Your objective | Give back all of the data exactly as written.

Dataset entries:
===============
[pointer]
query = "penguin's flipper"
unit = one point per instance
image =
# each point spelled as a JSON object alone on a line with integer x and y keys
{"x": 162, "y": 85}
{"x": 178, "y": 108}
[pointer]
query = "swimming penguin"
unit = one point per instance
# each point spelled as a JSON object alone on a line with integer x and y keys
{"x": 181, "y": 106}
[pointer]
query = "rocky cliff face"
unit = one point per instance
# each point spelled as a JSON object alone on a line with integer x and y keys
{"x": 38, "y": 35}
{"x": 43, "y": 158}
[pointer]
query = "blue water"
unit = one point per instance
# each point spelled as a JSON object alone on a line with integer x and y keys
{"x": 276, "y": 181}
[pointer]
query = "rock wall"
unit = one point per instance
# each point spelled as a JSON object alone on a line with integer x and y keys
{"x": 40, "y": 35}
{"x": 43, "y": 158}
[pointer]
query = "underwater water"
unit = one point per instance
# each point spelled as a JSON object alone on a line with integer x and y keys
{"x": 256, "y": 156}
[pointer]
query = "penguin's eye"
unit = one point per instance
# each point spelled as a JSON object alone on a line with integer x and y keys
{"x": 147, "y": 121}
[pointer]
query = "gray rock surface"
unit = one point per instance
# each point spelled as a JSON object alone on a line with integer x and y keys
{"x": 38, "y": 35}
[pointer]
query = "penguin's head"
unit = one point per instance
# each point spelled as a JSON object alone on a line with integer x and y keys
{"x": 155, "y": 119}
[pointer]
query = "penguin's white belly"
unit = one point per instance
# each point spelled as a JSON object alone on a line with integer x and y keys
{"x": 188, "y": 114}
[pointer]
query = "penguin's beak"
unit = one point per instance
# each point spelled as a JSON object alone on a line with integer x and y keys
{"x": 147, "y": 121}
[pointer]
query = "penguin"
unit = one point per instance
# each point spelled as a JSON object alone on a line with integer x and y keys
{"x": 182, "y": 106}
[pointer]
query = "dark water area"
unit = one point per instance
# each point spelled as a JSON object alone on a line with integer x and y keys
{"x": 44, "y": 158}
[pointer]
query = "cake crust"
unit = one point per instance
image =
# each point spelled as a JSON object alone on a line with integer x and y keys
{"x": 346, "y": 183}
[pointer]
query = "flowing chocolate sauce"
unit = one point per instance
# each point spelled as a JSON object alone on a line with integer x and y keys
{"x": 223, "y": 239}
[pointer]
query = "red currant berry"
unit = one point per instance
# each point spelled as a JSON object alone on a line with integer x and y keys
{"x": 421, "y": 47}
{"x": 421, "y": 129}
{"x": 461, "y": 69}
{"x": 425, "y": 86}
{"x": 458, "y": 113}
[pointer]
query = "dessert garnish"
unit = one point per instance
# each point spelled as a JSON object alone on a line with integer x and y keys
===============
Solution below |
[pointer]
query = "penguin's flipper"
unit = one point per instance
image =
# each point spelled as a JSON object alone on a line with integer x and y keys
{"x": 162, "y": 85}
{"x": 178, "y": 108}
[pointer]
query = "swimming penguin"
unit = one point per instance
# each point spelled as a JSON object alone on a line with integer x and y keys
{"x": 181, "y": 106}
[pointer]
query = "rocky cliff face"
unit = one point per instance
# each point spelled as a JSON object alone on a line with integer x and y keys
{"x": 38, "y": 35}
{"x": 43, "y": 158}
[pointer]
query = "blue water"
unit = one point per instance
# each point spelled as a JSON object alone on a line with integer x and y keys
{"x": 276, "y": 181}
[pointer]
query = "rock wall"
unit = one point per instance
# each point spelled as a JSON object alone on a line with integer x and y keys
{"x": 40, "y": 35}
{"x": 43, "y": 158}
[pointer]
query = "underwater water"
unit = one point per instance
# each point spelled as a JSON object alone on a line with integer x and y keys
{"x": 256, "y": 156}
[pointer]
query = "penguin's eye"
unit = one point per instance
# each point spelled as a JSON object alone on a line with integer x and y keys
{"x": 147, "y": 121}
[pointer]
query = "gray rock surface"
unit = one point per instance
# each point spelled as a JSON object alone on a line with integer x and y keys
{"x": 38, "y": 35}
[pointer]
query = "penguin's head"
unit = one point per instance
# each point spelled as a JSON object alone on a line with integer x and y keys
{"x": 155, "y": 119}
[pointer]
query = "penguin's white belly"
unit = one point per instance
# each point spelled as a JSON object alone on a line with integer x and y keys
{"x": 188, "y": 114}
[pointer]
query = "penguin's beak"
unit = one point per instance
# each point spelled as a JSON object alone on a line with integer x and y keys
{"x": 147, "y": 121}
[pointer]
query = "penguin"
unit = one point per instance
# each point spelled as a JSON object alone on a line with integer x and y keys
{"x": 182, "y": 106}
[pointer]
query = "dark water area"
unit = one point per instance
# each point spelled as a JSON object alone on a line with integer x and y keys
{"x": 44, "y": 158}
[pointer]
query = "cake crust"
unit = one point per instance
image =
# each point spelled as a JSON object alone on a line with integer x and y keys
{"x": 346, "y": 183}
[pointer]
query = "flowing chocolate sauce"
unit = one point per instance
# each point spelled as a JSON object alone on a line with integer x and y keys
{"x": 223, "y": 239}
[pointer]
query = "red currant berry"
unit = one point per instance
# each point spelled as a JSON object alone on a line with integer x and y keys
{"x": 421, "y": 47}
{"x": 421, "y": 129}
{"x": 461, "y": 69}
{"x": 425, "y": 86}
{"x": 458, "y": 113}
[pointer]
query = "dessert garnish"
unit = one point per instance
# each point spelled as a JSON object alone on a line with integer x and y keys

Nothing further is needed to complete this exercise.